* PAGE EXCERPT:
*****

The Alaska Airlines Center, a large sports complex on the University of Alaska Anchorage (UAA) campus, flooded due to broken fire sprinkler pipes. Several trophy cases were also damaged. UAA's older Wells Fargo Sports Complex suffered similar damage. Over 120 schools in the Anchorage and the Matanuska-Susitna Borough School Districts were damaged. Eagle River Elementary and Gruening Middle schools in Anchorage, and Houston Middle School in the Mat-Su were the only three to experience severe structural damage. Students in both districts were sent home and schools were closed to assess the damage. Within the three weeks of the earthquake, all schools with the exception of Eagle River Elementary and Gruening Middle schools in Anchorage and Houston Middle School, had re-opened. The remaining three had all experienced severe structural damage and were closed for the rest of the year. Houston Middle School students were sent to attend Houston High School and, in September 2020, the Houston Middle school building was ordered demolished due to a combination of earthquake damage and poor-quality construction. Sixteen students and twelve staff were injured in the quakes districts, including eleven students at MSBSD's Colony Middle School. Injuries were mostly minor. One student had a concussion due to falling books and one teacher went into labor.

*****

* RECORDED INFORMATION:
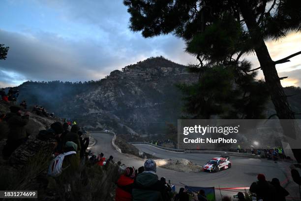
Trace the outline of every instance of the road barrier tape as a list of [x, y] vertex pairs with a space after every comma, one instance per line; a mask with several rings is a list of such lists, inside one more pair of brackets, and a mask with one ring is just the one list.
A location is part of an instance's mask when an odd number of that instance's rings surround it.
[[250, 187], [218, 188], [220, 190], [249, 189]]

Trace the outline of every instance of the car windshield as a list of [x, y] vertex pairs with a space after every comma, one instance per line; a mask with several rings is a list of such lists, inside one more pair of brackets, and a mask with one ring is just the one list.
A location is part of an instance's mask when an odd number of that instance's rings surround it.
[[211, 165], [215, 165], [216, 164], [216, 161], [213, 161], [213, 160], [211, 160], [210, 161], [208, 161], [208, 164], [211, 164]]

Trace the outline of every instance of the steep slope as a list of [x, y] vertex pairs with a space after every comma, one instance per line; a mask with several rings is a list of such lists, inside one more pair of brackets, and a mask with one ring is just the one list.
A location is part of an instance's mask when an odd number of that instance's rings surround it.
[[114, 70], [99, 81], [28, 82], [18, 88], [20, 100], [43, 106], [90, 129], [148, 134], [163, 132], [166, 122], [176, 122], [181, 115], [176, 84], [196, 80], [186, 67], [161, 57]]
[[[182, 95], [176, 84], [197, 80], [186, 67], [160, 57], [114, 70], [97, 81], [27, 82], [18, 87], [19, 100], [43, 106], [90, 130], [160, 134], [166, 123], [176, 123], [183, 114]], [[301, 90], [291, 87], [285, 91], [294, 95], [288, 98], [293, 111], [301, 113]], [[275, 113], [271, 101], [266, 108], [267, 117]]]

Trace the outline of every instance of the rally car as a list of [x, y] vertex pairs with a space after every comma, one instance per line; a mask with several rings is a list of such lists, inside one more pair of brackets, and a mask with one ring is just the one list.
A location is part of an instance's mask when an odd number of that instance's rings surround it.
[[219, 158], [213, 158], [205, 163], [203, 169], [204, 171], [216, 172], [221, 169], [231, 168], [232, 164], [229, 160], [229, 159], [230, 157], [228, 156], [220, 156]]

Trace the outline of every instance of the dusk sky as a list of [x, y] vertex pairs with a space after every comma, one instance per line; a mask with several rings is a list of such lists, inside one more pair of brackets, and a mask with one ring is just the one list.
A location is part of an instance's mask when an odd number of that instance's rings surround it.
[[[27, 80], [98, 80], [116, 69], [162, 55], [176, 63], [196, 62], [172, 34], [144, 38], [128, 28], [121, 0], [2, 0], [0, 44], [10, 47], [0, 60], [0, 87]], [[300, 51], [301, 34], [267, 41], [277, 60]], [[258, 67], [256, 56], [247, 56]], [[277, 66], [284, 86], [301, 86], [301, 55]], [[258, 78], [262, 77], [260, 73]]]

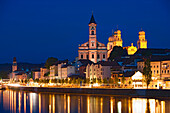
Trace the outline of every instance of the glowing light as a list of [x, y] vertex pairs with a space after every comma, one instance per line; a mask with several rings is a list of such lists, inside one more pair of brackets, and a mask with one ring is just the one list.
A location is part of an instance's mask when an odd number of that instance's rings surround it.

*****

* PROBLEM SET:
**a)** In the earthquake damage text, why was the Houston Middle School building ordered demolished?
**b)** List every elementary, middle, or high school named in the earthquake damage text.
**c)** Extend the earthquake damage text from its final sentence.

* EXERCISE RESPONSES:
**a)** It was ordered demolished because of a combination of earthquake damage and poor-quality construction.

**b)** Eagle River Elementary, Gruening Middle School, Houston Middle School, Houston High School, Colony Middle School

**c)**
The newsroom studio of KTVA in Anchorage (then affiliated with CBS) was heavily damaged, but the channel remained on the air. Several branches in the Anchorage Public Library system sustained damage. Many books were knocked off the shelves, which took days to clean up. Structural damage was noted in some locations. In the Anchorage community of Eagle River, at least one home collapsed during the earthquake. One man in the home, whose spouse was at work, was able to escape with several pets.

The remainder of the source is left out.